◆ **Task directions**:
Please copy every line with the string "green" from the entries below.

◆ **Source data**:
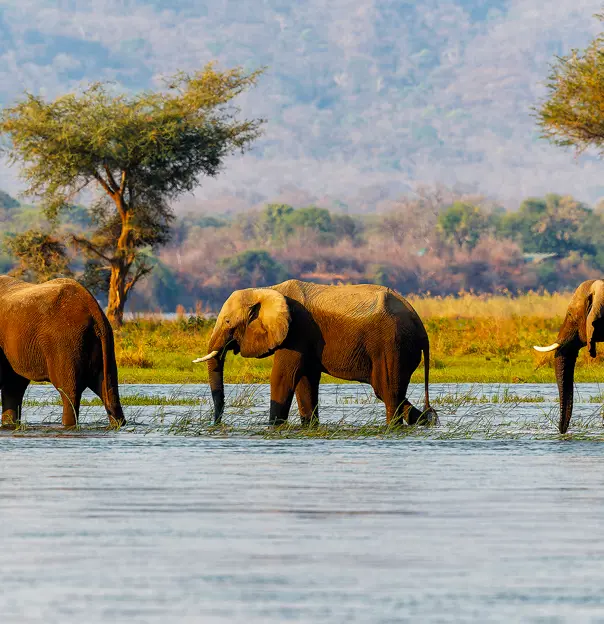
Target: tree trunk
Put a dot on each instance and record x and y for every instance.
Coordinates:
(120, 267)
(117, 294)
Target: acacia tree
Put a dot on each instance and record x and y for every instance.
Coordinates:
(572, 115)
(136, 152)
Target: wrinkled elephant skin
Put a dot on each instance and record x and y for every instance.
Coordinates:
(56, 332)
(363, 333)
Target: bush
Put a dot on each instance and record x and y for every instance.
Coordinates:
(253, 268)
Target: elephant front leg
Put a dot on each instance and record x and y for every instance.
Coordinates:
(307, 395)
(13, 390)
(284, 379)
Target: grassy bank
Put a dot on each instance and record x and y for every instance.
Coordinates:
(473, 339)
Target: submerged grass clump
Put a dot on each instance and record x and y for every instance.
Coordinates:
(346, 412)
(473, 338)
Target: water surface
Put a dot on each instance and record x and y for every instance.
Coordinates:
(146, 526)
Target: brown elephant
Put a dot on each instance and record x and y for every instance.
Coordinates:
(57, 332)
(363, 333)
(582, 326)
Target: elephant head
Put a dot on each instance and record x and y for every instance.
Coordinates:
(585, 310)
(253, 322)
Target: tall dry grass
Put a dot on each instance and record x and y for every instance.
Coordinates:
(505, 305)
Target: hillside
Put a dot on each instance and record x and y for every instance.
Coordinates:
(363, 99)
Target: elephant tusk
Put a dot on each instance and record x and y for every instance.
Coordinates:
(546, 349)
(205, 358)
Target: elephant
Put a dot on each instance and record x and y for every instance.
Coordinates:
(583, 325)
(364, 333)
(55, 331)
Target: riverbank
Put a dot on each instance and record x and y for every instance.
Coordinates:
(475, 339)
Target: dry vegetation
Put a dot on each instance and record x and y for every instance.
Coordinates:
(474, 338)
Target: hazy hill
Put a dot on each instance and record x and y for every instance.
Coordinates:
(364, 98)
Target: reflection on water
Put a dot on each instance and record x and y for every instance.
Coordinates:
(126, 527)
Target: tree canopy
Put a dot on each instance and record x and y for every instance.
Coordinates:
(136, 152)
(572, 113)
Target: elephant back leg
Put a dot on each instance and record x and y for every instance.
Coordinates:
(287, 368)
(307, 396)
(71, 396)
(65, 378)
(390, 381)
(13, 390)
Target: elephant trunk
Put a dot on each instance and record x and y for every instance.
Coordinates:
(565, 373)
(216, 376)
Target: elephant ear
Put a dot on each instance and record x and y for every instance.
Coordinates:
(268, 323)
(595, 308)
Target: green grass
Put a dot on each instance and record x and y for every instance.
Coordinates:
(473, 350)
(126, 401)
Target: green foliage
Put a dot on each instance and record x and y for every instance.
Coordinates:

◆ **Response to this exercise**:
Target: green grass
Target: green foliage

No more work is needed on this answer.